GIVEN TASK: Put each line of the data below into a JSON list of strings, one string per line, and leave out any blank lines.

RECORDS SHOWN:

....................

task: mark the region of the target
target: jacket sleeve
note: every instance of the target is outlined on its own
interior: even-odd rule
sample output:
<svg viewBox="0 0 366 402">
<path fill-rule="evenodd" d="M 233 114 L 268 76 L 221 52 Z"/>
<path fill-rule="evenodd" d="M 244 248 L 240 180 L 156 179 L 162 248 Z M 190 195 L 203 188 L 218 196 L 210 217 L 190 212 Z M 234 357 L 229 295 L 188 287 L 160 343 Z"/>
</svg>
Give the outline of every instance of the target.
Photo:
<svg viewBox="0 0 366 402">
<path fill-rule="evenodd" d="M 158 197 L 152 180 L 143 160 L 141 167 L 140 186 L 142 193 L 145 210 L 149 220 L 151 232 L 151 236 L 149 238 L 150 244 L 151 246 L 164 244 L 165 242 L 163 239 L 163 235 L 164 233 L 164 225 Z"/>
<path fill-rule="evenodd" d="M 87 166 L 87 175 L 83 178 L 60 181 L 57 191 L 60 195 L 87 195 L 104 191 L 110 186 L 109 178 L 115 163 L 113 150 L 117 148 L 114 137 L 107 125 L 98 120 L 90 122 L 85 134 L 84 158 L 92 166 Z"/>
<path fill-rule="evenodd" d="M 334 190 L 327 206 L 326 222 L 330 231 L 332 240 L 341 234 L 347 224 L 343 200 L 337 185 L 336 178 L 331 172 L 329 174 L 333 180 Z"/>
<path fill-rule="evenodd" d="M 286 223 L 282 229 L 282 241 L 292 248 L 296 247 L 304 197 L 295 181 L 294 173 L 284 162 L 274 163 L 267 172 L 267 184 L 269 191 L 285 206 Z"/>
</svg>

....................

FINISHED TASK:
[
  "task: mark the region of the target",
  "target: jacket sleeve",
  "note: every instance of the target is outlined on its own",
  "interior: even-odd rule",
  "sample output:",
  "<svg viewBox=\"0 0 366 402\">",
  "<path fill-rule=\"evenodd\" d=\"M 233 114 L 268 76 L 221 52 Z\"/>",
  "<path fill-rule=\"evenodd\" d=\"M 244 248 L 240 180 L 156 179 L 162 248 Z M 190 195 L 203 188 L 218 196 L 210 217 L 190 212 Z M 234 357 L 229 295 L 188 287 L 160 343 Z\"/>",
  "</svg>",
  "Give the outline of every instance of the target.",
  "Photo:",
  "<svg viewBox=\"0 0 366 402\">",
  "<path fill-rule=\"evenodd\" d=\"M 158 197 L 152 180 L 143 160 L 141 167 L 140 186 L 142 193 L 145 210 L 149 220 L 151 232 L 151 236 L 149 238 L 150 244 L 151 246 L 164 244 L 165 242 L 163 239 L 163 235 L 164 233 L 164 225 Z\"/>",
  "<path fill-rule=\"evenodd\" d=\"M 87 166 L 87 175 L 83 178 L 60 181 L 57 191 L 60 195 L 87 195 L 104 191 L 110 186 L 109 178 L 115 163 L 113 150 L 117 148 L 114 137 L 107 125 L 98 120 L 90 122 L 85 134 L 84 158 L 92 166 Z\"/>",
  "<path fill-rule=\"evenodd\" d=\"M 334 190 L 327 206 L 326 222 L 330 231 L 332 240 L 341 234 L 347 224 L 343 200 L 337 185 L 336 178 L 331 172 L 329 174 L 333 180 Z\"/>",
  "<path fill-rule=\"evenodd\" d=\"M 286 223 L 282 229 L 282 241 L 292 248 L 296 247 L 304 197 L 295 181 L 294 173 L 284 162 L 274 163 L 267 172 L 267 184 L 269 191 L 285 206 Z\"/>",
  "</svg>"
]